В газетах было опубликовано Постановление совместного заседания ЦК КПСС, Совмина СССР, Президиума Верховного Совета СССР, в котором говорилось о необходимости «величайшей сплоченности руководства, недопущения какого-либо разброда и паники».
Обращало также внимание, что, кроме назначения Маленкова Председателем Совмина, Ворошилова Председателем Президиума Верховного Совета и многих других важных назначений в этом Постановлении было и странное указание, «чтобы тов. Хрущев Н.С. сосредоточился на работе в ЦК КПСС».
Все газеты пестрели, как тогда было принято, почти одинаковыми заголовками:
«Величайшая сплоченность и единство»
«У гроба И.В.Сталина»
«Москва траурная»
«Бодр наш дух, непоколебима наша уверенность»
«Да живет и побеждает дело Сталина!»
Как полагается, тут же откликнулись и главные поэты страны, К.Симонов написал:
Нет, не нашел никаких иных слов и другой большой поэт А.Твардовский, он тут же рядом повторил почти абсолютно тоже самое:
А в нижнем правом углу «Правды» 7 марта 1953 года Комиссия по организации похорон товарища Сталина сообщала «для сведения всех организаций, что доступ в Колонный зал Дома Союзов открыт с 6 часов утра до 2-х часов ночи».
Вот эти последние строчки и послужили своеобразным сигналом к началу того массового психоза, который охватил тогда громадные толпы людей, ринувшихся посмотреть на того, кого при жизни они не только не могли видеть, но и слышали только по редким и не всегда приятным случаям. Об этом драматическом или даже трагическом эпизоде нашей истории, когда в давке погибли люди, уже много писалось, и я не стал бы еще раз касаться этой темы, если бы не одно очень яркое и очень личное воспоминание. В тот день, движимый тем самым стадным чувством, я со своими двумя школьными друзьями направился в сторону Колонного зала к гробу вождя и учителя. Наш энтузиазм сник на Страстном бульваре, откуда, колыхаясь из стороны в сторону, огромная многоцветная толпа медленно втекала в горловину Пушкинской улицы. Очень скоро движение совсем застопорилось. Мы потоптались какое-то время возле углового здания, а затем решили всех обмануть. Выбрались кое-как из толпы и рванули через арку во двор. Правда, вскоре нам стало ясно, что таких умников было не намного меньше тех, кто шел к Сталину прямым путем. И все-таки нам удалось пересечь несколько наглухо отгороженных от улицы больших дворов и таким образом значительно приблизиться к цели. Но, увы, из последнего двора, находившегося почти рядом с Проездом Художественного театра, дальше хода уже не оказалось. Что оставалось делать, возвращаться обратно? И тут я увидел, что несколько каких-то находчивых ходоков взбирались по пожарной лестнице на крышу. Было очевидно, что они надеялись через чердак или по крыше оттуда пролезть к другой лестнице на противоположной стороне дома и уже по ней спуститься прямо к наружному подъезду. Вот он путь к Сталину!

▶ [ЗАДАНИЕ A]: Сколько строк ниже содержат слово «phraya», если учитывать регистр? Ответьте одним числом.
Рассказ о прощании со Сталиным и строки ниже взяты из разных источников.

▶ [ИСХОДНЫЕ ДАННЫЕ]:
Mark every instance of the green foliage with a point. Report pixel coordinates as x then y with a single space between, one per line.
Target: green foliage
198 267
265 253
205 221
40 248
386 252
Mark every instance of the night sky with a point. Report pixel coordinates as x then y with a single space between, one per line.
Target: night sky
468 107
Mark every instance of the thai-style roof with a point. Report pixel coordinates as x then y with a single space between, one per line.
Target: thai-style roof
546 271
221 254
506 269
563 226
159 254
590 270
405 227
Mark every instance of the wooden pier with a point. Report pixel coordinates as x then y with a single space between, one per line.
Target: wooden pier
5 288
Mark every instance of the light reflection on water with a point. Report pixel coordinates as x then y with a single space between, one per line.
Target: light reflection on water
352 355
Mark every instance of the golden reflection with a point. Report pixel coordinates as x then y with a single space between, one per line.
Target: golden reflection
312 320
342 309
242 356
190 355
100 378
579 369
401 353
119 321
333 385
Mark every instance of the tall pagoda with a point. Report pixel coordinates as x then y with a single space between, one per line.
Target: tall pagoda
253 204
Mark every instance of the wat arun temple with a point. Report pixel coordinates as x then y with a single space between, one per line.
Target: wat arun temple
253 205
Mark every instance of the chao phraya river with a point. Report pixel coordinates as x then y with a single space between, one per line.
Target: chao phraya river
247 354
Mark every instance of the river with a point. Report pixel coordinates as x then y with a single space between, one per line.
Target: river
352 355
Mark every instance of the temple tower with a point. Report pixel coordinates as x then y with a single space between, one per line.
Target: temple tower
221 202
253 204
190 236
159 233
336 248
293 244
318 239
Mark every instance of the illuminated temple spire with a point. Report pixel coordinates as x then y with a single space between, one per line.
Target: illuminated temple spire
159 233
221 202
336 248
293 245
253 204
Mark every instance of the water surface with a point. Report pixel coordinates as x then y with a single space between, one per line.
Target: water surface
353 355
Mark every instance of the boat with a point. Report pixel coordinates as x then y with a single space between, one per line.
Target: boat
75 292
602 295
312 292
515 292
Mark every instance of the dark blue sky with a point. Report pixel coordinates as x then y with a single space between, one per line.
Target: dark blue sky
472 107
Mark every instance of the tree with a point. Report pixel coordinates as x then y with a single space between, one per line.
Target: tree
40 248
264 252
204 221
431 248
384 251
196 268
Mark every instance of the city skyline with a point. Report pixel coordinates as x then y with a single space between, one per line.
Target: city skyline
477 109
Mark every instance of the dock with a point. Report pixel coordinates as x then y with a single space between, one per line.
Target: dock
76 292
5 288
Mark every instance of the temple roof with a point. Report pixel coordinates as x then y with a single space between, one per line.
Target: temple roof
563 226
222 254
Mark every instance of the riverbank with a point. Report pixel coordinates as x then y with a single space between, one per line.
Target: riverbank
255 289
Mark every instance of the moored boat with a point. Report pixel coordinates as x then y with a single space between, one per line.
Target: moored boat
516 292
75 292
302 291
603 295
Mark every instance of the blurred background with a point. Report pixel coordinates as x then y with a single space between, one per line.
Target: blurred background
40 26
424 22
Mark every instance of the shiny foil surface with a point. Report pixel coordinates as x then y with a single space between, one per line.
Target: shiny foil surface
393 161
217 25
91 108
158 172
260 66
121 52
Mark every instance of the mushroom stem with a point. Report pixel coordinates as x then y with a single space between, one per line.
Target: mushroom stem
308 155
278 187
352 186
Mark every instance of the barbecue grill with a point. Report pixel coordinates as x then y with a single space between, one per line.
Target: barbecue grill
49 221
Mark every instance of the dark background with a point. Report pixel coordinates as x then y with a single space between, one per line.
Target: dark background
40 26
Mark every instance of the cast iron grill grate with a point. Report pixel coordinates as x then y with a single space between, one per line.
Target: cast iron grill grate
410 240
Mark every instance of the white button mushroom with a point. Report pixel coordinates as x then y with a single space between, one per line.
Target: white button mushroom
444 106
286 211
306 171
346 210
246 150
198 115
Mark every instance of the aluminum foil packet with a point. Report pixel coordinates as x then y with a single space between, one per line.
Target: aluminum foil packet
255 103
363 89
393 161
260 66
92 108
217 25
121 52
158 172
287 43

▶ [ЗАДАНИЕ B]: Подхватите рассказ о прощании со Сталиным, приведенный выше, и продолжите его сразу после последнего предложения.

▶ [ОТВЕТ A]: 2

▶ [ОТВЕТ B]:
«Не буду дураком» – сообразил я и последовал за умными и находчивыми. Подошел к лестнице и поставил ногу на первую ступеньку. Но потом поднял голову вверх, чтобы посмотреть, куда лезу, и тут замер от неожиданности. Сначала я даже не понял в чем дело: что-то ослепительно яркое резануло по глазам – прямо надо мной, в непосредственной близости (рукой можно было достать), из-под серого драпового пальто сверкнуло небесно-голубое пятно девичьих трусиков. Они плотно облегали круглые толстенькие бедра, к которым подбирались широкие розовые резинки, державшие на белых пуговках бежевые чулки. Взгляд магнитом тянулся туда, повыше, к пышным волнующим овалам, но было так неловко и стыдно, что я невольно отвел глаза, замер в нерешительности, а затем снял ногу со ступеньки лестницы и отошел в сторону…Так я и не попал к Сталину
Тайны кремлевского двора. Лёня Алилуев
В день смерти вождя народов Лёня Аллилуев в институт не приходил, не был он и на следующий день. Впрочем, он и раньше не очень-то часто посещал занятия, что, однако, не мешало ему всегда вовремя сдавать курсовые работы и на экзаменах получать твердые четверки.
Это был высокий стройный юноша с благородной породистой внешностью, красивым удлиненным лицом и мягкими зачесанными назад светло-каштановыми волосами. С самого первого дня учебы он мало общался с однокурсниками, ни с кем не заводил дружбы, был тихим и молчаливым. Никто о нем ничего не знал, известно было лишь, что он увлекается радиолюбительством и что у него есть еще младший брат Володя, который тоже не попал учиться туда, куда хотел.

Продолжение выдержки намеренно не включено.